- Exercise
Return the section of the placebo-effects text below word for word, from "It is important" to "or placebo controls.".

- Source extract
-*-*-
The placebo effect, and its underlying psychobiology, has also been extensively studied in the treatment of major depression. Several studies of common depression interventions such as medication, psychotherapy, and body-, or somatic-, centered approaches have revealed robust placebo effects. As with the pain perception examples described above, depression researchers also suggest that placebo effects specific to antidepressive benefits may be the result of patient expectations and conditioning (also known as context-dependent learning).
Researchers are quick to point out the placebo effects observed in clinical intervention trials (e.g., novel drug; new type of psychotherapy; somatic treatments such as acupuncture) appear to be specific to the type of treatment. In other words, placebo effects seen in patients given a drug versus a sugar pill may be qualitatively different than those observed in a patient receiving transcranial magnetic stimulation (TMS) versus a sham intervention (where the apparatus is worn but no magnetic field applied).
In addition to the endorphin and reward systems discussed above, recent work with chronic pain patients has identified an area of the brain that appears to be centrally involved in the expression of placebo effects: the mid-frontal gyrus is a "ridge" of brain tissue situated along the frontal lobes of the brain just above the eyes. Scientists at Northwestern University in Chicago, in a study of patients with chronic pain, found that those individuals that responded well to a placebo (sugar pill) had significant activation (also known as increased functional connectivity) within the mid-frontal gyrus, as opposed to placebo non-responders.
It is important to note that this area of the brain is both functionally and anatomically divergent from the brain regions known to mediate the effects of traditional painkiller medications.
Not surprisingly, placebo effects are also affected by a patient's previous treatment for depression, individual genetics, and his or her idiosyncratic personality features. For example, a patient who has tried numerous therapies without success may have a more negative view of the new treatment and lower expectations, as compared to a newly diagnosed depression patient who is treatment-naïve. With regard to personality, a patient's level of overall optimism versus pessimism must be considered when evaluating responses to active treatments or placebo controls.
It is a widely held belief in the mental health community that some people are more genetically predisposed to psychopathology, including disorders that influence the rewarding effects of illicit drugs, gambling, and other pleasurable activities. Based on what has been learned so far, the propensity for a person to respond positively to a placebo may also be mediated, at least in part, by one's reaction in the face of reward.
Taken together, these clinical research findings suggest that the attitude and expectations of a patient going into treatment can have profound effects on their reported symptom severity and/or relief even if they receive a "drug" that has no biochemical effects.
In fact, recent discussions among mental health providers who routinely treat anxiety and depression have advocated for including placebos on short lists of pharmacotherapies aimed at treating depression- and anxiety-related psychopatholgy. This is in large part due to the robust placebo effects often observed even in the most highly controlled clinical trials.
-*-*-
- Source material
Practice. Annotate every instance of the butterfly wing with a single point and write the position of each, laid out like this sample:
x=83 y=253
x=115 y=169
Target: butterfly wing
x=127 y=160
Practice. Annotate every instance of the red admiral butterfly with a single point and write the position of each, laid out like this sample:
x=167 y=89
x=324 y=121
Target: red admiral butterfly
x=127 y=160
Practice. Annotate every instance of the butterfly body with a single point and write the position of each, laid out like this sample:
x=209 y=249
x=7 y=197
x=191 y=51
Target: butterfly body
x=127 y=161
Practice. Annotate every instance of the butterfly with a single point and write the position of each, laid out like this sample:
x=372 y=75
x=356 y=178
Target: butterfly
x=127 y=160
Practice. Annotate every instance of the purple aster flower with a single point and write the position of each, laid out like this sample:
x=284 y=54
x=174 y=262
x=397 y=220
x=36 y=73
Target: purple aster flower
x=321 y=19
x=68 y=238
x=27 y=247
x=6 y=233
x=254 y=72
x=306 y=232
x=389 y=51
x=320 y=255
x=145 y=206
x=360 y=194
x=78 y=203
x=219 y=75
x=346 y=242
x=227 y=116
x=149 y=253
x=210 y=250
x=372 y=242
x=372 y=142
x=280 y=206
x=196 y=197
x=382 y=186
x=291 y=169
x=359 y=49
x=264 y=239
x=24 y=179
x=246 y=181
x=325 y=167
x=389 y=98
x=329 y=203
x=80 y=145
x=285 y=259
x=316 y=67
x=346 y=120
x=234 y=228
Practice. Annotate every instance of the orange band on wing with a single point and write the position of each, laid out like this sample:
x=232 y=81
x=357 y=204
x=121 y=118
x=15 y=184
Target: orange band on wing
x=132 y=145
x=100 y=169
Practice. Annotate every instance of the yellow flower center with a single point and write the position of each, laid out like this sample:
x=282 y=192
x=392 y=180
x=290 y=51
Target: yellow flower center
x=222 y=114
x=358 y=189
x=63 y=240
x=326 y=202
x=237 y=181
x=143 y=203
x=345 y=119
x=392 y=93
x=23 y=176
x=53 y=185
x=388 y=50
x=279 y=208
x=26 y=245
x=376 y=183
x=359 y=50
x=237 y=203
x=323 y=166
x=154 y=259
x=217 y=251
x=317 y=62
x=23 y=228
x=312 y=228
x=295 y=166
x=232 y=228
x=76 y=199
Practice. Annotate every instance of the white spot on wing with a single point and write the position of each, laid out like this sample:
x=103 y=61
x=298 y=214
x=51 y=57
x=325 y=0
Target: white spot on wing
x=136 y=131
-*-*-
- Completed task
It is important to note that this area of the brain is both functionally and anatomically divergent from the brain regions known to mediate the effects of traditional painkiller medications.
Not surprisingly, placebo effects are also affected by a patient's previous treatment for depression, individual genetics, and his or her idiosyncratic personality features. For example, a patient who has tried numerous therapies without success may have a more negative view of the new treatment and lower expectations, as compared to a newly diagnosed depression patient who is treatment-naïve. With regard to personality, a patient's level of overall optimism versus pessimism must be considered when evaluating responses to active treatments or placebo controls.